Exercise 1
Reproduce the passage of the excerpt on sanctions-related criminal cases from "In all the cases" to "fraud, smuggling, etc.", word for word.

>> START Source excerpt

Many cases were initiated after February 2022 for alleged export of prohibited goods to Russia, including by Russian citizens, Russians with dual citizenship, and citizens of other countries.
For example, on 12 May 2023, Russian citizens were arrested in the U.S. for allegedly using intermediary companies in Turkey and the Maldives to supply aircraft equipment to Russia.[8] On 31 August 2023, a Russian-German national was arrested in Cyprus for allegedly supplying microelectronics from the U.S. to Russia through Cyprus.[9] On 18 September 2023, a Russian citizen was arrested for allegedly importing U.S.-made micro displays, classified as dual-use goods by the Commerce Control List.[10] On 1 November 2023, several Russians were charged with supplying U.S. electronics to Russia through the U.S. and Kazakhstan.[11] On 18 January 2024, a U.S.-Israeli national was charged with supplying electronics to Russia through Hong Kong.[12] On 11 June 2024, two Russian-born U.S. citizens were indicted for supplying snowmobiles to Russia.[13] And on 13 February 2025, three employees of Ohio-based Flight Time Enterprises were indicted for supplying aircraft equipment to Russia.[14]
This sample of criminal cases reveals a number of patterns.
In all the cases described, U.S. officials exploited e-mails and instant messages. Violators are charged for several offenses at once, as sanctions are usually bypassed through document forgery, money laundering, fraud, smuggling, etc.
Yet the purchasers in Russia often escape charges, so sanctions evaders act at their own risk. In 2019, а Russian citizen and his partners were detained in the U.S. for trying to supply a turbine to Russia for Arctic oil projects.[15] The Russian was sentenced to 28 months in prison, but no charges were brought against his client in Russia. U.S. citizens Douglas Robertson and Cyril Buyanovsky were charged with supplying avionics from the U.S. to Russia through third countries, but again no charges were brought against the Russian customers.[16]
In addition to export control violations, charges are also brought for circumventing financial sanctions, including operations in favor of sanctioned Russian individuals or attempts to withdraw their assets. Such charges are brought against both Russians and Americans. One example is the case of Charles McGonigal and Sergey Shestakov, who allegedly carried out operations on behalf of Russian businessman Oleg Deripaska.[17] Another case involved charges against Deripaska himself as well as his associates Olga Shriki and Natalya Bardakova[18] in connection with the use of blocked assets. Similar charges were initiated against American lawyer Robert Wise and Russian citizen Vladimir Voronchenko for using sanctioned businessman Viktor Vekselberg’s assets.[19], [20] Recently, Dimitri Simes, a Russian-born U.S. citizen and former adviser to Donald Trump’s 2016 presidential campaign, has been charged with working for a sanctioned Russian state television network.[21]
Russia-connected cases tend to focus on export control and blocked funds; they target immediate dealmakers; they charge for several offenses at once; and they are investigated in cooperation with EU allies.

>> END Source excerpt

Exercise 2
Count the lines in the rows below that contain the string "pink", with case counting, and give only the number.

>> START Available records

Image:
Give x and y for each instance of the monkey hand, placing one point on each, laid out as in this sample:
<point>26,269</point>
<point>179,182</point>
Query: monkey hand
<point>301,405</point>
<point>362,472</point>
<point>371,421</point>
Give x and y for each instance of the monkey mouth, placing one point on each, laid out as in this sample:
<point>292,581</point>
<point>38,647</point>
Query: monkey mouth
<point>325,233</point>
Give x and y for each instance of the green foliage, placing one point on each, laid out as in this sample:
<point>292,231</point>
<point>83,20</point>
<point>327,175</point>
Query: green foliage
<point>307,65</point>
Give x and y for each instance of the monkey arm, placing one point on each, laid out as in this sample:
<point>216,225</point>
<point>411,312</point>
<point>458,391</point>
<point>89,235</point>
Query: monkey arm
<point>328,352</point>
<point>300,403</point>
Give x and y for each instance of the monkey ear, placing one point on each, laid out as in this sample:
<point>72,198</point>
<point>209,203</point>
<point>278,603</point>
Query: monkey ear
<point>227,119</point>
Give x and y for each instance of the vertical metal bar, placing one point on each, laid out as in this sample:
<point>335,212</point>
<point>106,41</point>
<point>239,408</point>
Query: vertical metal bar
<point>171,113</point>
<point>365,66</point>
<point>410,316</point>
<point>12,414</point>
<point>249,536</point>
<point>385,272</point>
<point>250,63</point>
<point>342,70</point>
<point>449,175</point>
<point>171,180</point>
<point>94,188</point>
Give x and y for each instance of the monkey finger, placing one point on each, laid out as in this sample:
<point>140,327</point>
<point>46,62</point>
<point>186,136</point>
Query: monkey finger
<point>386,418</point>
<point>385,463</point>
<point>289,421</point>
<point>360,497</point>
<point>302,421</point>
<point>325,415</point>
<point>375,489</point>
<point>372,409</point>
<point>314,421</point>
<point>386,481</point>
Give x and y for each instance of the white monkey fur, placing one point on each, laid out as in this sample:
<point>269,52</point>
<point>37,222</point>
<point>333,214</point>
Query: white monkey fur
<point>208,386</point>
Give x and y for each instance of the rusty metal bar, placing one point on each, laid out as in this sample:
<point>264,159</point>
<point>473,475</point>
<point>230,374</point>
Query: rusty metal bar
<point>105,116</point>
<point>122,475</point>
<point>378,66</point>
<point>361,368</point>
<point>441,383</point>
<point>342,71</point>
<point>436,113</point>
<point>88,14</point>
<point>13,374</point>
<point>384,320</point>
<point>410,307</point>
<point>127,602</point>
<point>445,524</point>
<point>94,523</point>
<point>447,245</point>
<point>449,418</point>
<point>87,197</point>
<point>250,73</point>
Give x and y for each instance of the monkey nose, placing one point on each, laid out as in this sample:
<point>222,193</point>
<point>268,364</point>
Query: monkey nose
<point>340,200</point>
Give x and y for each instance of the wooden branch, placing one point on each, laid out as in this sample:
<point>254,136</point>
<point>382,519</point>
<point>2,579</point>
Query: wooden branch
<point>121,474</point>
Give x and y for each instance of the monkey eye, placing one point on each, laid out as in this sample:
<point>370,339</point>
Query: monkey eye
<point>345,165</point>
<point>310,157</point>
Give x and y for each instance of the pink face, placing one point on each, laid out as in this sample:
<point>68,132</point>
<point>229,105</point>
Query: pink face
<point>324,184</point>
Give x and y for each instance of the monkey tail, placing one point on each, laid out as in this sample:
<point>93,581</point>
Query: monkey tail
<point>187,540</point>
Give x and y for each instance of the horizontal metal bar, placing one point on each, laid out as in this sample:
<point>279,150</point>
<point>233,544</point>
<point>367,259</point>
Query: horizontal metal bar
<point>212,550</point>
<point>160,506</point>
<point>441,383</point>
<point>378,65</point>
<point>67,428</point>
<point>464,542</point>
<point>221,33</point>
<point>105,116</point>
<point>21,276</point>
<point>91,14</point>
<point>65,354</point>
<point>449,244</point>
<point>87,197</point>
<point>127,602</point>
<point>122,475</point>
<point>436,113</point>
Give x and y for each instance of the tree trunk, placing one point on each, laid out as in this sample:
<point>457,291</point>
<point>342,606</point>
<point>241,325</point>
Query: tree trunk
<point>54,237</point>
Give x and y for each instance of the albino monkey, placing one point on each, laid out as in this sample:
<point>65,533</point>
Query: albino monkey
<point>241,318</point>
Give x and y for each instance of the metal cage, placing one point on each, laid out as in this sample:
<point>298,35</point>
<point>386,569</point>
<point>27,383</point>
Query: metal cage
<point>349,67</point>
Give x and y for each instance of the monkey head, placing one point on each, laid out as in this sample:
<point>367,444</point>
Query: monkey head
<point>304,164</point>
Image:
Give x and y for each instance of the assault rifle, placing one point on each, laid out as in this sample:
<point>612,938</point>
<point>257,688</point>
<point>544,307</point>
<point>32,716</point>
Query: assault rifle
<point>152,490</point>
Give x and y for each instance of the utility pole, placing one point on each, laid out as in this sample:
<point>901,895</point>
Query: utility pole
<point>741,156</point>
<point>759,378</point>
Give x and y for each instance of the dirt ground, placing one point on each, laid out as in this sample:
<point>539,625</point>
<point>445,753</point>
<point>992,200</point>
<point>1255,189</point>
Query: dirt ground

>> END Available records

Exercise output 1
In all the cases described, U.S. officials exploited e-mails and instant messages. Violators are charged for several offenses at once, as sanctions are usually bypassed through document forgery, money laundering, fraud, smuggling, etc.

Exercise output 2
2